> **Tasks for this exercise**
**1)** Return everything in the forum excerpt from "Also, we remind" down to "across different languages?".
**2)** Decide whether each statement below agrees with the forum excerpt, answering yes or no and quoting the words of the excerpt that settle it. (a) The next Volunteers' Corner is scheduled for February 3 at 18:30 UTC. (b) Conjugate regular -er verb (Z21617) takes the datatype Sign (Z16659) as an input. (c) The person replying to the post on natural language functions offers a good answer to the questions raised.
**3)** According to the forum excerpt, which two proposals by MolecularPilot does the reply point to?
====== Document segment
In this issue, we present some statistics about where we are as a project, we give some updates about our Types, and we take a look at the latest software developments.
Want to catch up with the previous updates? Check our archive!
Also, we remind you that if you have questions or ideas to discuss, the next Volunteers' Corner will be held on February 3, at 18:30 UTC (link to the meeting).
Enjoy the reading! -- User:Sannita (WMF) (talk) 14:05, 30 January 2025 (UTC)
Natural language functions
Hello everyone,
We’re working on functions that return natural-language outputs, and we should think about how to handle both these outputs and their inputs consistently. For example:
- How should we represent inputs like Wikidata’s “grammatical features” (gender, number, etc.) across different languages?
- How do we decide whether a function’s output should be a simple string or monolingual text?
- How can we create functions that work across languages and sentence structures, or that can be combined with other functions to do so?
What are your thoughts? Any suggestions or examples? GrounderUK (talk) 13:55, 1 February 2025 (UTC)
- Thanks. This is important questions. I don't have a good answer for now but I did see some strange and inconsistent things, we need some clarity. For example, "[gender] is a [country] [professional]", English Lexemes (Z21765) using the datatype Sign (Z16659) in input for gender (it works in this case but it still feels wrong, and it won't work in most languages and grammatical features), there is also Conjugate regular -er verb (Z21617) using arbitrary Natural number (Z13518) (see the two proposals WF:FRENCHSUBJ and WF:FRENCHTENSE by MolecularPilot).
============
====== Supplied information
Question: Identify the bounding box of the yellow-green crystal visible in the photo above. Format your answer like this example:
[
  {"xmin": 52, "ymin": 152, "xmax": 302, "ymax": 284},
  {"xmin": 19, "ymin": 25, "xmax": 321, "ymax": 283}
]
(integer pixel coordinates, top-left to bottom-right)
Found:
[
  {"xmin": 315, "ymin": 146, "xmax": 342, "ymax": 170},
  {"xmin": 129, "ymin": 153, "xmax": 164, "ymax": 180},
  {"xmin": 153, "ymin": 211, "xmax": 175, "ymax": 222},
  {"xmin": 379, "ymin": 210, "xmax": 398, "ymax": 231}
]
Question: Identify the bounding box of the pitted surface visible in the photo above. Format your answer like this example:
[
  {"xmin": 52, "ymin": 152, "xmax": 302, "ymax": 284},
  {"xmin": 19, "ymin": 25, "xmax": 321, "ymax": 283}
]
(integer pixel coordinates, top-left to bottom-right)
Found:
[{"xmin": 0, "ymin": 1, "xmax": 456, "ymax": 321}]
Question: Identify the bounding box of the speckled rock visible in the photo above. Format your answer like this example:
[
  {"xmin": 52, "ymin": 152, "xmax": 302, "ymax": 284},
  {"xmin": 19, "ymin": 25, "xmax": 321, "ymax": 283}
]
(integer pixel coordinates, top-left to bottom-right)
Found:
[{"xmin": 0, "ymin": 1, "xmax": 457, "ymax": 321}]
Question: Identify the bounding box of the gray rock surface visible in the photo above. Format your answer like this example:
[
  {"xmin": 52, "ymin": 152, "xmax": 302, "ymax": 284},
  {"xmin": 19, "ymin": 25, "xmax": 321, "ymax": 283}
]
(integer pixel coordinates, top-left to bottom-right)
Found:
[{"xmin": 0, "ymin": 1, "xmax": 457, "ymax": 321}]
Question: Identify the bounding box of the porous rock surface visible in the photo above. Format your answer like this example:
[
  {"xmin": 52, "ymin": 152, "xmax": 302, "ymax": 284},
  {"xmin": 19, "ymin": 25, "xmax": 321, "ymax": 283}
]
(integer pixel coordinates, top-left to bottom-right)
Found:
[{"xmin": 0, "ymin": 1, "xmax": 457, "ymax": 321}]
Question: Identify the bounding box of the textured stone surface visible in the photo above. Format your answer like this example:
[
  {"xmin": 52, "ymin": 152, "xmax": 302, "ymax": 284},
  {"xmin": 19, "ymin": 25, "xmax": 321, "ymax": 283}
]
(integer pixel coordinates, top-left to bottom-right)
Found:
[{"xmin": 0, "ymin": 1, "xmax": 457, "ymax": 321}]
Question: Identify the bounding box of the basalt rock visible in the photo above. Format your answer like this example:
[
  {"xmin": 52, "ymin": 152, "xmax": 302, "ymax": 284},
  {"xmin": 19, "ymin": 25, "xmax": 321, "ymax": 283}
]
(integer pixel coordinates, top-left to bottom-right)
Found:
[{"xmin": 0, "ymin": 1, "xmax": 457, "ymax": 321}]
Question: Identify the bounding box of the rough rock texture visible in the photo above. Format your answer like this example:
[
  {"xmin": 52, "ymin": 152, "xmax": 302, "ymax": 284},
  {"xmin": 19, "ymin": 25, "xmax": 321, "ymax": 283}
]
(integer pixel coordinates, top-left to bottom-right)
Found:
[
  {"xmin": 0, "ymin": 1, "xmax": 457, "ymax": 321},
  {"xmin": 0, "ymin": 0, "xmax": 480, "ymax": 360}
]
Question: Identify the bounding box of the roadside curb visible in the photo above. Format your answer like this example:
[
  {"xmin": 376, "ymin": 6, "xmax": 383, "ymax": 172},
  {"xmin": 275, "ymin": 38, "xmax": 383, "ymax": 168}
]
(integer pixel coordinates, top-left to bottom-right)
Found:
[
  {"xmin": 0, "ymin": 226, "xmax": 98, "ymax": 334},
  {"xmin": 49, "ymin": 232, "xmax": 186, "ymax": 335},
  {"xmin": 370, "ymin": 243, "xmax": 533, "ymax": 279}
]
============
> **Set of answers**
**1)**
Also, we remind you that if you have questions or ideas to discuss, the next Volunteers' Corner will be held on February 3, at 18:30 UTC (link to the meeting).
Enjoy the reading! -- User:Sannita (WMF) (talk) 14:05, 30 January 2025 (UTC)
Natural language functions
Hello everyone,
We’re working on functions that return natural-language outputs, and we should think about how to handle both these outputs and their inputs consistently. For example:
- How should we represent inputs like Wikidata’s “grammatical features” (gender, number, etc.) across different languages?

**2)**
(a) Yes: "the next Volunteers' Corner will be held on February 3, at 18:30 UTC"
(b) No: "Conjugate regular -er verb (Z21617) using arbitrary Natural number (Z13518)"
(c) No: "I don't have a good answer for now"

**3)** WF:FRENCHSUBJ and WF:FRENCHTENSE.